# Available data:
Content starts

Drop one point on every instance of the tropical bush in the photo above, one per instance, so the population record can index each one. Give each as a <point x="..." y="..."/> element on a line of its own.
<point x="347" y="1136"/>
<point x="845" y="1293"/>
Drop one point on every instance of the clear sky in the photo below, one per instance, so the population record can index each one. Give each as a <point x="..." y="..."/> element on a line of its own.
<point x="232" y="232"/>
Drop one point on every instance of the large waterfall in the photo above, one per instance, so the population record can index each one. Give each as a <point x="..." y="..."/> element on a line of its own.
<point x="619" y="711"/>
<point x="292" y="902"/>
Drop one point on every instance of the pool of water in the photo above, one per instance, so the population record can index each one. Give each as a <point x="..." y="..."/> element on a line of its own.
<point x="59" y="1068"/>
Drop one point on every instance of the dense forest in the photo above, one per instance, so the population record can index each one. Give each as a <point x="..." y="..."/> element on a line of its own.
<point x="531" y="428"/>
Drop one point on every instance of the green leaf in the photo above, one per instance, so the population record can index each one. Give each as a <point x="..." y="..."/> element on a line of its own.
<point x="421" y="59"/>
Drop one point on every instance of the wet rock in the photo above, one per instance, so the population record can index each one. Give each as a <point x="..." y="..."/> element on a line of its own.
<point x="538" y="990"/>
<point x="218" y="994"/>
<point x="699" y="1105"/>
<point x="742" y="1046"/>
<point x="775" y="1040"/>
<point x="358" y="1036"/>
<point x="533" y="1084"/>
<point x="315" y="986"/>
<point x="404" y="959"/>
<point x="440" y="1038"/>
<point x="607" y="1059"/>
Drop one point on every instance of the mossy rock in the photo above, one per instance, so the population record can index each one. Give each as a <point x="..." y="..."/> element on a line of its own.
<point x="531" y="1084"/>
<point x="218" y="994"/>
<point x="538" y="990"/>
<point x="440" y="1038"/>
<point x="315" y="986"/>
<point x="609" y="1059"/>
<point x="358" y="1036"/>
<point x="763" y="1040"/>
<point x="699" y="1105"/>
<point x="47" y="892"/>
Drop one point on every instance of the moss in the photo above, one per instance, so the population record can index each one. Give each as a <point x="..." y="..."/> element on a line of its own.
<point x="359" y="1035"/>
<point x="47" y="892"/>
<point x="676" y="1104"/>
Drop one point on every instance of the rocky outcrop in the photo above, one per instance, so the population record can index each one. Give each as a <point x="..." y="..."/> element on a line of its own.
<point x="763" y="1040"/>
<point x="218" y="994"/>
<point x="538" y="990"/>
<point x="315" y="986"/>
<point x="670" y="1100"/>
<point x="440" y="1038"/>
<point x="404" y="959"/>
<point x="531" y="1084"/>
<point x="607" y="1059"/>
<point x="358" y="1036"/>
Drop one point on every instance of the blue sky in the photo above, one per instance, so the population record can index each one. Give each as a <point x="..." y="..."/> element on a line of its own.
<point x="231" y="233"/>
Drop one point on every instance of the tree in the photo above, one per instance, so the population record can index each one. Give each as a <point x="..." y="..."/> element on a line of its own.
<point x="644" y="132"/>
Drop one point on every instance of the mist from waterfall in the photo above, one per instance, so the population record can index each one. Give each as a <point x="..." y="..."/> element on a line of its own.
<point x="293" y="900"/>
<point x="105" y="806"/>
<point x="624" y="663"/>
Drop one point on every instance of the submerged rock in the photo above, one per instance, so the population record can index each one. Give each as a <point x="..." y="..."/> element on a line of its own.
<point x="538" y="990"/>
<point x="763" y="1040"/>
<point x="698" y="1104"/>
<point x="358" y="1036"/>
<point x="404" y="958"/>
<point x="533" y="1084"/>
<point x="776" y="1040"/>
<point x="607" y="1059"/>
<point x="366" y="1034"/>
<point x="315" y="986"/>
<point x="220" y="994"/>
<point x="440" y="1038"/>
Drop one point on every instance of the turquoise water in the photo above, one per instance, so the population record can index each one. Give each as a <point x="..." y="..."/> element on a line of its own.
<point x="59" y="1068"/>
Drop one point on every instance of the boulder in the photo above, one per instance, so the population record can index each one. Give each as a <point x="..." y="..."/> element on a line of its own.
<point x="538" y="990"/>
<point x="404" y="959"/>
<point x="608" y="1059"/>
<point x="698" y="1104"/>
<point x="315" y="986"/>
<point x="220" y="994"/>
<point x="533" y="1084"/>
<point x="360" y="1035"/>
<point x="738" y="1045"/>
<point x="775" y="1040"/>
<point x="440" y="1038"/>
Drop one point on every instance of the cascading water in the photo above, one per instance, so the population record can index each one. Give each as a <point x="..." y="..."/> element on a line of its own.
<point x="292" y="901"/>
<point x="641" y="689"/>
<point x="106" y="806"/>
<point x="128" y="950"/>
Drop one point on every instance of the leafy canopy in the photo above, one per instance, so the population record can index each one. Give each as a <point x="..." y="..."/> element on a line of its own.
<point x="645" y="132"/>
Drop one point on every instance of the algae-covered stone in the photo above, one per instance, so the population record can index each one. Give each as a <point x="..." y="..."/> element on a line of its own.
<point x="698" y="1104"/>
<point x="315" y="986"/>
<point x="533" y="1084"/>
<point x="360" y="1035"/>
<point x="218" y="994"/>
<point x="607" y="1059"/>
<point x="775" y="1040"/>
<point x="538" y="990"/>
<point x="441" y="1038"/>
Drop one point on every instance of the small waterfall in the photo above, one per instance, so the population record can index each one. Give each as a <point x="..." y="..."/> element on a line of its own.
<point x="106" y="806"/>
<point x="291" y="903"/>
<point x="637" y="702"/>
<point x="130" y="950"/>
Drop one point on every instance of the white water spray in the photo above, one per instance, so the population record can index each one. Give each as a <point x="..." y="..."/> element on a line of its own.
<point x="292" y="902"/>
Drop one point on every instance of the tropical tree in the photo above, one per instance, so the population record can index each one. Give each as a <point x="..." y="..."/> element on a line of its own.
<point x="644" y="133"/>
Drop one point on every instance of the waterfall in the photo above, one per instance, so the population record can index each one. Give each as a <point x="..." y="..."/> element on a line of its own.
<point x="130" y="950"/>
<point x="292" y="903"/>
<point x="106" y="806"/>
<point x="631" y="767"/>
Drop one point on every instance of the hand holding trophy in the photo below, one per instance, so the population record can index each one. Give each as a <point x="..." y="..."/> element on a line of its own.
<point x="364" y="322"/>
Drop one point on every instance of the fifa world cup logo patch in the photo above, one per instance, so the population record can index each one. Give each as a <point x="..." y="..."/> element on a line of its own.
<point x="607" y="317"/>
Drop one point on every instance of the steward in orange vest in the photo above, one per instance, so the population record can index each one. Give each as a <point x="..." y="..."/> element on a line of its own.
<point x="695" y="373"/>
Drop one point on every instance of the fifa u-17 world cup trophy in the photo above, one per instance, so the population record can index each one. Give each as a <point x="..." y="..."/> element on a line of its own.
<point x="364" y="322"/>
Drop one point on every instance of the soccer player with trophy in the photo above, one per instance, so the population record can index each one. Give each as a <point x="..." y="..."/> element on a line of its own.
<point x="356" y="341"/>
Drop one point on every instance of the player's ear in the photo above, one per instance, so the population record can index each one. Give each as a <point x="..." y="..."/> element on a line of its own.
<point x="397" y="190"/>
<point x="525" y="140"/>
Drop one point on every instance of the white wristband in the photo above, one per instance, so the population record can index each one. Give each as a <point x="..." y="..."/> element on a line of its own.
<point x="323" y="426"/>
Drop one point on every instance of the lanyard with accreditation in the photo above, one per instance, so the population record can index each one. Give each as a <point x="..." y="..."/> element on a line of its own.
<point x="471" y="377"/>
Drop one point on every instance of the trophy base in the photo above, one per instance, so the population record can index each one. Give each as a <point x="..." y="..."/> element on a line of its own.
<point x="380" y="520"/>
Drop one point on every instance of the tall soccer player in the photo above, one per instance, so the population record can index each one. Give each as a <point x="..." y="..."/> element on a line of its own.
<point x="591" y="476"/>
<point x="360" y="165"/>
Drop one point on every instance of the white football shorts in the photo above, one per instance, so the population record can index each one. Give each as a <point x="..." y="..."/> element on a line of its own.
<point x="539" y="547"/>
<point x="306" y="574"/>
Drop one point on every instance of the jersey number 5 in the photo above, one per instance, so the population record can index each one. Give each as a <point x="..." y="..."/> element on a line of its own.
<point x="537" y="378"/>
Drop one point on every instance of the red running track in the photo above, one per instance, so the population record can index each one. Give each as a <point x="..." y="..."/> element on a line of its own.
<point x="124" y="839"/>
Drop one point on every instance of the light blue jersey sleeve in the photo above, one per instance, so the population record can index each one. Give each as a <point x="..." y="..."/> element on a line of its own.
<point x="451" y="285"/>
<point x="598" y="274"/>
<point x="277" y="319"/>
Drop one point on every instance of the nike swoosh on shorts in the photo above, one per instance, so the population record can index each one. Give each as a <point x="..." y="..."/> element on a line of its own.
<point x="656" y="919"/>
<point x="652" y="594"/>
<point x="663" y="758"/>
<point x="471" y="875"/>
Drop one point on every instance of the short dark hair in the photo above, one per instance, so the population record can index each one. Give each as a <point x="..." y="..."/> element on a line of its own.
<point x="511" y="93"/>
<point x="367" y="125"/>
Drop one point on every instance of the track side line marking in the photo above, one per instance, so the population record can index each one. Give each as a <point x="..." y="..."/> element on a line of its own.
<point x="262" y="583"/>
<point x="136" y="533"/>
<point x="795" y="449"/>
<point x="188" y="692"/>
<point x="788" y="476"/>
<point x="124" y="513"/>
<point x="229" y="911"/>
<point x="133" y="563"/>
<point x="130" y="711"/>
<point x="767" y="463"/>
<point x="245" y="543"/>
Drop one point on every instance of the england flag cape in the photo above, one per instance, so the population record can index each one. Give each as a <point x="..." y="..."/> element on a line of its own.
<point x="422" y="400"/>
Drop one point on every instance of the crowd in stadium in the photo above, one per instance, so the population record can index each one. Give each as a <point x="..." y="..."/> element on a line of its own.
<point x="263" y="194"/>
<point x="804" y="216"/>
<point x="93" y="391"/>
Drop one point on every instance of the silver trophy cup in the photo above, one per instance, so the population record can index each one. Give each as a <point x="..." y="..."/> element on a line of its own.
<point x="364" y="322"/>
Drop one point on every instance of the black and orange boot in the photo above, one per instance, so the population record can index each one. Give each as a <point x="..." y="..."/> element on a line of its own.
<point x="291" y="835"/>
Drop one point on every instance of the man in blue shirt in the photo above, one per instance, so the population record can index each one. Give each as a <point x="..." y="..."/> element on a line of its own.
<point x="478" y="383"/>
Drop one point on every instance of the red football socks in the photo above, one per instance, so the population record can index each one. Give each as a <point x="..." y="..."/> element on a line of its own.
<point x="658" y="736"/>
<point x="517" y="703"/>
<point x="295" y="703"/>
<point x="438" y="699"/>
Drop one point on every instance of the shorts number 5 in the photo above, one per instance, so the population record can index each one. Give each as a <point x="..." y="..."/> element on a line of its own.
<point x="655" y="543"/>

Content ends

# Action item:
Please copy exactly, and only, the lines running from the one containing "Drop one point on every instance of the red football" through the end of the listing.

# Written response:
Drop one point on every instance of the red football socks in the photo above, one per instance, so the population record can index each one. Give each as a <point x="..." y="..."/> element on a line of its own.
<point x="658" y="736"/>
<point x="517" y="703"/>
<point x="295" y="703"/>
<point x="438" y="699"/>
Drop one point on every instance of the shorts number 5 in the photo above, one per instance, so the population record can index each one. Give each as a <point x="..." y="..."/> element on a line of its own.
<point x="655" y="543"/>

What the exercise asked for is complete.